**TASK INSTRUCTIONS**
Write out the lines starting at the one that holds "Phrase: long hair" and ending with the final line of the data, exactly and with no others.

**DATA SHOWN**
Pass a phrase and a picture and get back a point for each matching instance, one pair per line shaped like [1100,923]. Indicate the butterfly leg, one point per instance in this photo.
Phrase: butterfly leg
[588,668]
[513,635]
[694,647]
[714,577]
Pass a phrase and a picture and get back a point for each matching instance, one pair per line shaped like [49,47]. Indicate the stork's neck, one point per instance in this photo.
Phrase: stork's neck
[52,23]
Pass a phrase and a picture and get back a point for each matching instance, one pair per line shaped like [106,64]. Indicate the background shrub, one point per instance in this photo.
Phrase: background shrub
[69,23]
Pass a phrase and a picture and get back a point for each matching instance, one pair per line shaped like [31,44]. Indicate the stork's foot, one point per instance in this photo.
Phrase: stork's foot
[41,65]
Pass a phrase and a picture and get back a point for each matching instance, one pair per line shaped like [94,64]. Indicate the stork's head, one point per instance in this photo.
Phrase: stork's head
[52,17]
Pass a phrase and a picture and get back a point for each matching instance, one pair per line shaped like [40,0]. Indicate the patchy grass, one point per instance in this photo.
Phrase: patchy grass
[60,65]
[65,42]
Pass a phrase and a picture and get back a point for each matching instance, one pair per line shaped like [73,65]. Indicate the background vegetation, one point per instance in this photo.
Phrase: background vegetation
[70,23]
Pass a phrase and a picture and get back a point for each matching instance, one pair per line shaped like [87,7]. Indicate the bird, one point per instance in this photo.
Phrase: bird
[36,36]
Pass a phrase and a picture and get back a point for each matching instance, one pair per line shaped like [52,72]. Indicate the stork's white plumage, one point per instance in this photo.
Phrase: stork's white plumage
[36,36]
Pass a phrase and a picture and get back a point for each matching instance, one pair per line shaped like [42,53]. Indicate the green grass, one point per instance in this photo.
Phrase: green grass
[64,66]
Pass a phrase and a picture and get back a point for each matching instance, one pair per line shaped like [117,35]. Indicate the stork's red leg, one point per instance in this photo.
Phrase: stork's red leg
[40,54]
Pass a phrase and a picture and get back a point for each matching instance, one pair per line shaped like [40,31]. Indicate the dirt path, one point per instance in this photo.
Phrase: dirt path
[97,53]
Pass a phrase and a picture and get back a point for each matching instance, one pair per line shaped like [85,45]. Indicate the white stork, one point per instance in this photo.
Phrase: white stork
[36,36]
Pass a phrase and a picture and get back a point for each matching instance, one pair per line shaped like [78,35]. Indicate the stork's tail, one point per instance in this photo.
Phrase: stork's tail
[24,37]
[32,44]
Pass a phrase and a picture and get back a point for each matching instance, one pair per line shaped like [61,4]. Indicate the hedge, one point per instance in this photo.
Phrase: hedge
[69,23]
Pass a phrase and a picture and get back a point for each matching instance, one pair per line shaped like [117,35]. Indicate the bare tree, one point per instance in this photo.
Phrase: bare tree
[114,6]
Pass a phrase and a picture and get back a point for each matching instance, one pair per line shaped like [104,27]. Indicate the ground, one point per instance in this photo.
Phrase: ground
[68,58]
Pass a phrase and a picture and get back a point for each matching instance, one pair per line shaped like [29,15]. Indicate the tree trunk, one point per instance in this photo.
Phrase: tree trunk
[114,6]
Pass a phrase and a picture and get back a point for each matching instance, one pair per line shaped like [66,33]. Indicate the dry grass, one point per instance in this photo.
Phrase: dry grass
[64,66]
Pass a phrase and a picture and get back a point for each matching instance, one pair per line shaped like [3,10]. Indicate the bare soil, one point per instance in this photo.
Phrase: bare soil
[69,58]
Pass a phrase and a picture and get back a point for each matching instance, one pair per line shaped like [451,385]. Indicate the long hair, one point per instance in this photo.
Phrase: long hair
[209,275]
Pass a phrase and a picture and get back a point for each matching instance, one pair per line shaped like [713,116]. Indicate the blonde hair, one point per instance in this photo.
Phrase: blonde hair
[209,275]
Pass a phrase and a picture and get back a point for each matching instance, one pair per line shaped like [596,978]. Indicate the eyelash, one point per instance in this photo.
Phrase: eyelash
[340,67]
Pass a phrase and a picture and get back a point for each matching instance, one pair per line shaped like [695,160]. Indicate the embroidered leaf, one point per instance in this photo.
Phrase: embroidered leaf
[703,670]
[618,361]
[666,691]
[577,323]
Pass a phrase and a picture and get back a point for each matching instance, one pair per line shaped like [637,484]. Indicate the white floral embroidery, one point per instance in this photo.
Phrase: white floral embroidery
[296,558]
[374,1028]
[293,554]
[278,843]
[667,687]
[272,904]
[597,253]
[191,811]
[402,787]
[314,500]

**TASK ANSWER**
Phrase: long hair
[209,275]
Pass a phrase and a picture and get back a point for each matching instance, one pair per line shaped like [713,116]. Indicate the blonde hair, one point per instance in this photo.
Phrase: blonde hair
[209,275]
Pass a phrase and a picture and get back a point for each matching instance, one pair per line shaped like [596,978]. Indicate the eyelash, one point per instance in this photo.
Phrase: eyelash
[340,67]
Pass a phrase and a picture and get back a point for each matching instance, one pair per line shaped like [695,160]. Indicate the embroidered leaf, one point per instance in this photo.
Phrase: embroidered leaf
[703,670]
[618,361]
[666,691]
[577,323]
Pass a phrase and a picture and get back a point for each matching instance, one pair per line shaped like [637,484]. Indicate the white floral embroidery, one point per instance in this photo.
Phrase: white floral embroidery
[296,558]
[374,1028]
[293,554]
[278,843]
[667,687]
[272,904]
[597,253]
[191,811]
[402,787]
[314,500]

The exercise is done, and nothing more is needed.